Instruction for the entries that follow: retype exactly the lines from the line with "Target: damaged building" to the line with "Each instance of the soldier", both included, and omit all others.

● **Dataset extract**:
Content starts
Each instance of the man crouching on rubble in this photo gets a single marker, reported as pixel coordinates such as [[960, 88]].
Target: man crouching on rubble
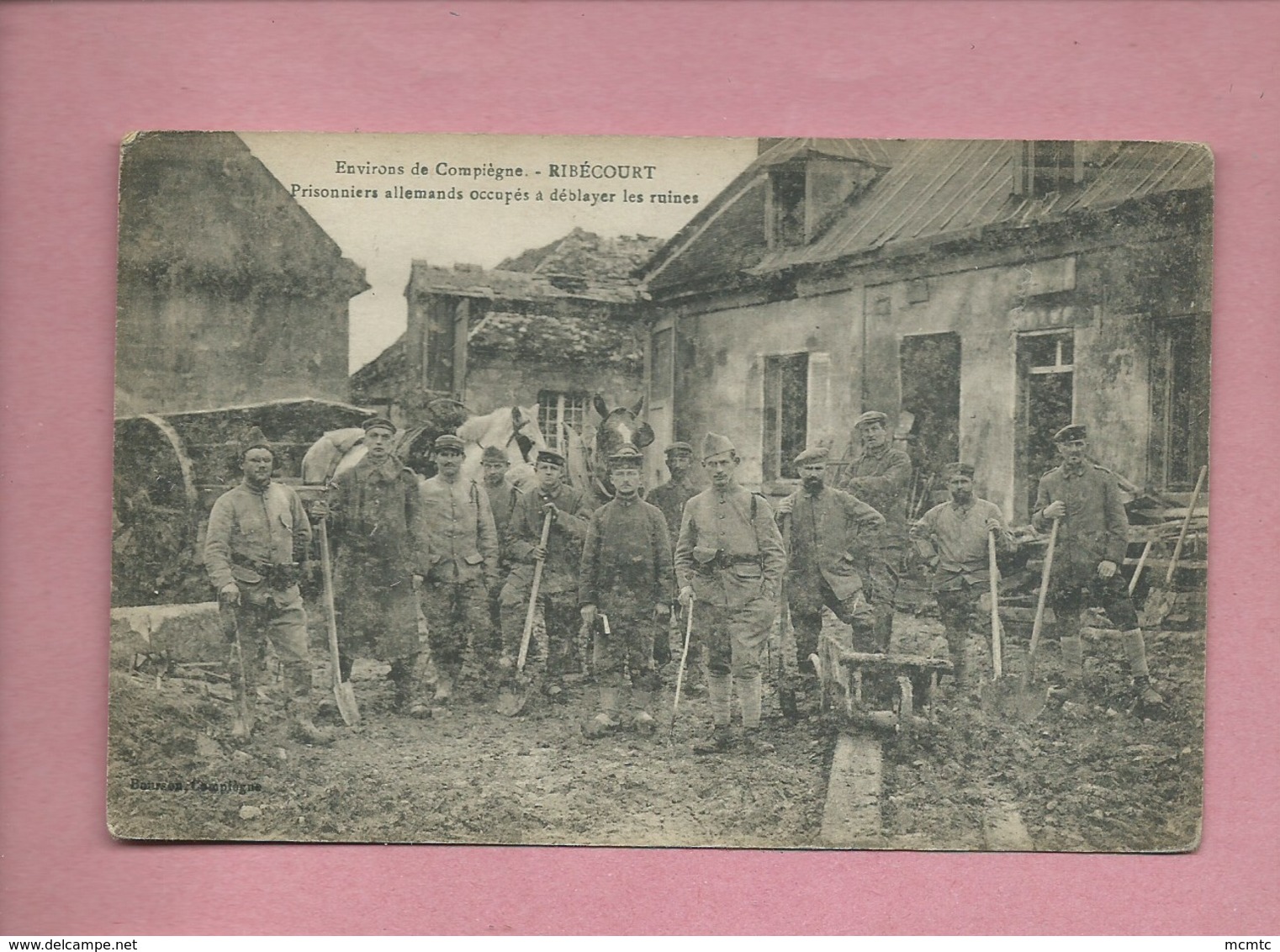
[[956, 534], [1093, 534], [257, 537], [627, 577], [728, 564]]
Content ends
Content starts
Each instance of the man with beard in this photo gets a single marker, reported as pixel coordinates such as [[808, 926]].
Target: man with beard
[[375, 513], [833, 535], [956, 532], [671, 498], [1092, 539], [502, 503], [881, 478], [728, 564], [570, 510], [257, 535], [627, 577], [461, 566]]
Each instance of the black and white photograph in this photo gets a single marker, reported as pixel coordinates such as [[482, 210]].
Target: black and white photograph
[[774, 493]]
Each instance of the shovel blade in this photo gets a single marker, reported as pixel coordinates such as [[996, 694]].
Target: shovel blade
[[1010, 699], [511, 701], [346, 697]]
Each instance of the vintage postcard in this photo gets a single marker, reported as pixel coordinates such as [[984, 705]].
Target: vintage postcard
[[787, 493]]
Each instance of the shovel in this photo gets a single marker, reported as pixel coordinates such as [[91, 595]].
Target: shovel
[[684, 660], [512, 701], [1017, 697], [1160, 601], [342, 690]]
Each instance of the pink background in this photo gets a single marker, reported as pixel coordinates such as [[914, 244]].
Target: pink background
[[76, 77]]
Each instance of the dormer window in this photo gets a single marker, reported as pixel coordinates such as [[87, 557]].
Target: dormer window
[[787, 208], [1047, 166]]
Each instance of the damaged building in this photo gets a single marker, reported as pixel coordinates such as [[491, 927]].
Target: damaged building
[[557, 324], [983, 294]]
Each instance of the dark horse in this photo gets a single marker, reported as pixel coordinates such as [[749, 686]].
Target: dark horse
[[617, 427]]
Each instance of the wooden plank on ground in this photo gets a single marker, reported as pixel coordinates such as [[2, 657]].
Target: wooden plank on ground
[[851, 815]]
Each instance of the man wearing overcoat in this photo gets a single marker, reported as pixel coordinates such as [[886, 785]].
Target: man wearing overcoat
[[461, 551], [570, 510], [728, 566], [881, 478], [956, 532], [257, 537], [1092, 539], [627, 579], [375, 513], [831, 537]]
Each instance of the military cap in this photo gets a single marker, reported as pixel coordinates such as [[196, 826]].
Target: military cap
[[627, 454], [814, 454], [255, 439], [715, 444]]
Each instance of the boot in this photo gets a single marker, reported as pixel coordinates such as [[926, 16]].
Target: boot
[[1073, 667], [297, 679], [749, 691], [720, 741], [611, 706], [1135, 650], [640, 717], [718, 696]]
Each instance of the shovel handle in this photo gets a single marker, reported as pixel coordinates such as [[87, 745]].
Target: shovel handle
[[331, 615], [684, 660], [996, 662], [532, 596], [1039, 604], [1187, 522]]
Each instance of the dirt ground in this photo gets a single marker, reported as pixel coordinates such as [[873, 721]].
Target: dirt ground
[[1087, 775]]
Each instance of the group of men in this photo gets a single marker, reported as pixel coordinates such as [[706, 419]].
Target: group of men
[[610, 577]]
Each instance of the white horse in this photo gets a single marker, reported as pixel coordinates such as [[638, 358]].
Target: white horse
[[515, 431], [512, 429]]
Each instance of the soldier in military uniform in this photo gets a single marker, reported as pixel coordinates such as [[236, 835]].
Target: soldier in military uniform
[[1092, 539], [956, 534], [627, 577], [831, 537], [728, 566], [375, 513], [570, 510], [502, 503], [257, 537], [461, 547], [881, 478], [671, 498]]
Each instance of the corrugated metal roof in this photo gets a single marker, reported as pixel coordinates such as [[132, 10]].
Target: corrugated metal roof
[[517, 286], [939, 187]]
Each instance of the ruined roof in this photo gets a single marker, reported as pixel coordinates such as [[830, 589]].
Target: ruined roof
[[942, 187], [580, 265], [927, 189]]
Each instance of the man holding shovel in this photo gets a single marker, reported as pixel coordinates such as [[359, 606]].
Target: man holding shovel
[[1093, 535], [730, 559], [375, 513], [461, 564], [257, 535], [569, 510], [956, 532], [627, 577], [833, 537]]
Content ends
● **Answer space**:
Target: damaged building
[[557, 324], [983, 294]]
Each instance of the dark horse in this photo gets a single marker, reported as pixel coordinates such as [[749, 686]].
Target: dark horse
[[617, 427]]
Each instance of the wooden plank on ground in this photo gets a single marker, reported as pixel coordinates such as [[2, 657]].
Target: wooden plank on ground
[[851, 815]]
Each instance of the man wearing overcoat in this photo gets a single marker, reported as pixel coordinates such as [[886, 785]].
Target: man wearing overcoat
[[461, 551], [570, 510], [728, 566], [881, 478], [956, 532], [257, 537], [1092, 539], [627, 579], [375, 513], [831, 537]]
Each instance of the military cap in this photo gets a single marker, reported as pixel coordinates such as [[196, 826]].
Target: military cap
[[627, 454], [814, 454], [255, 439], [715, 444]]
Each instance of the boot in this photo gets a single marker, reported as pixel coordinates such as [[926, 16]].
Target: boot
[[1073, 667], [297, 679], [749, 691], [720, 741], [611, 706], [1135, 650], [640, 717], [718, 696]]
Each instance of the shovel handle in this photo gets a single marker, reported as pixel coordinates such as [[87, 745]].
Target: shovel handle
[[331, 615], [684, 660], [996, 662], [532, 596], [1039, 604], [1187, 522]]
Each instance of the dirt ground in this photo gets a single marker, reported as pixel coordinates such as [[873, 721]].
Target: dirt ground
[[1087, 775]]
Each instance of the group of men in this photo gets a single marker, reported as pixel coordinates such as [[706, 419]].
Target: group of men
[[610, 577]]
Each instance of the white horse in this photo gets a single marker, reported as pixel coordinates such as [[638, 358]].
Target: white horse
[[515, 431], [512, 429]]
Each instance of the soldier in military uniform in this photo gets a single marker, reported as pixel coordinates such as [[236, 835]].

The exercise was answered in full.